### Problem
Pick up the article on the best order to watch Christopher Nolan's movies right after its final line, and keep writing it.

### Document passage
%%
The Correct Order To Watch Every Christopher Nolan Movie







26 years into his career, Christopher Nolan is charging along on one of the most remarkable creative and commercial runs the film industry has ever seen. Since he burst onto the scene with his breakthrough second feature “Memento” in 2001, all he’s done is make one critically acclaimed box office hit after another. Considering the sizable budgets he’s become accustomed to working with, it’s a winning streak that any of our big-swing maestros can’t match. Even Steven Spielberg experienced critical and/or commercial turbulence at this point in his career, with films like “1941,” “Empire of the Sun,” “Always,” and “Hook.” But aside from “Tenet” (which would’ve been a blockbuster had the Covid pandemic not kept the vast majority of moviegoers out of theaters over the summer of 2020), all of Nolan’s films have doubled their production budgets at the global box office, and are currently rated fresh at Rotten Tomatoes.

How best to appreciate what Nolan has accomplished since 1998? You can’t do much better than a complete revisit of all his movies — or, if you’ve somehow denied yourself the pleasure, a first-time journey through his cinema. In what order should you view his 12 completed features? You might figure chronologically is the way to go, but there is a more interesting and perhaps edifying approach.

Christopher Nolan’s movies in the best viewing order

If you want to maximize your Christopher Nolan viewing experience, you should choose this path:

“Memento” (2000)

“Following” (1998)

“Insomnia” (2002)

“Batman Begins” (2005)

“The Dark Knight” (2008)

“The Dark Knight Rises” (2012)

“The Prestige” (2006)

“Inception” (2010)

“Interstellar” (2014)

“Dunkirk” (2017)

“Tenet” (2020)

“Oppenheimer” (2023)
%%
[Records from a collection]
%%
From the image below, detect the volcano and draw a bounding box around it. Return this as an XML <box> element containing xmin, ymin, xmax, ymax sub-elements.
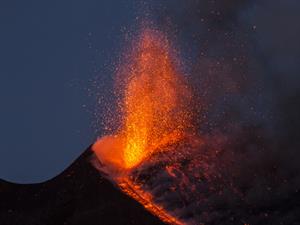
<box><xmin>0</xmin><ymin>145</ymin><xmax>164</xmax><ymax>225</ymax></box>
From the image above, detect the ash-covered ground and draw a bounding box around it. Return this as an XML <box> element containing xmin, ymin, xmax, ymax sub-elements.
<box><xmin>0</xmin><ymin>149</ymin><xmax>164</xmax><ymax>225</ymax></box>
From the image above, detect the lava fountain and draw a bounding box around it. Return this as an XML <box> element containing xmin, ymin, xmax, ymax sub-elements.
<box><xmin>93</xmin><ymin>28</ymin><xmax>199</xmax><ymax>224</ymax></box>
%%
%%
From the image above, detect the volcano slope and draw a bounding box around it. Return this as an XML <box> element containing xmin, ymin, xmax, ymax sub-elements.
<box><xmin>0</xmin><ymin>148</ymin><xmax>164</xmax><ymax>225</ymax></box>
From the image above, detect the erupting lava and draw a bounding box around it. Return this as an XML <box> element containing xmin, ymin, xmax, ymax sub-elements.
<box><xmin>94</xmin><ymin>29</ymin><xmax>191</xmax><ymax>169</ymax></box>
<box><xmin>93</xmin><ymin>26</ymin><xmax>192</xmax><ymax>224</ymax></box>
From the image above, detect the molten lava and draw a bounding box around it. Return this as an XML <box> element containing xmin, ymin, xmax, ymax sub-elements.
%%
### Written answer
Though there are far more prolific filmmakers out there (like Steven Soderbergh, who has two features hitting theaters within months of each other in 2025), Nolan has worked steadily throughout his career. He’s never gone more than three years between movies, which is about the span of time it takes to develop and mount films on the massive physical scale of “Dunkirk” and “Tenet.” At the age of 54, he’s showing no signs of slowing or scaling down, as evidenced by his just-announced 2026 epic adaptation of Homer’s “The Odyssey.”

So why not just go in chronological order like a sane person?

Why this is the correct order to watch Nolan’s films

The first four-film leg of the above order is meant to replicate how moviegoers discovered and came to understand Nolan’s visual storytelling aesthetic. You’ll never be able to fully recapture the utter shock and awe of “Memento” quietly turning up in theaters during the spring of 2001, but when you throw it on just imagine that you walked into some modestly budget neo-noir starring Guy Pearce (best known at the time for “L.A. Confidential”) and Carrie-Anne Moss (Trinity from “The Matrix), and having it slowly dawn on you that you’re watching a perfectly constructed puzzle of a movie. Nolan was a nobody at this point. So when we learned that this was his second feature, we all went wild trying to track down the then hard-to-find “Following” — which, while a much smaller, less narratively ambitious film, was still impressive.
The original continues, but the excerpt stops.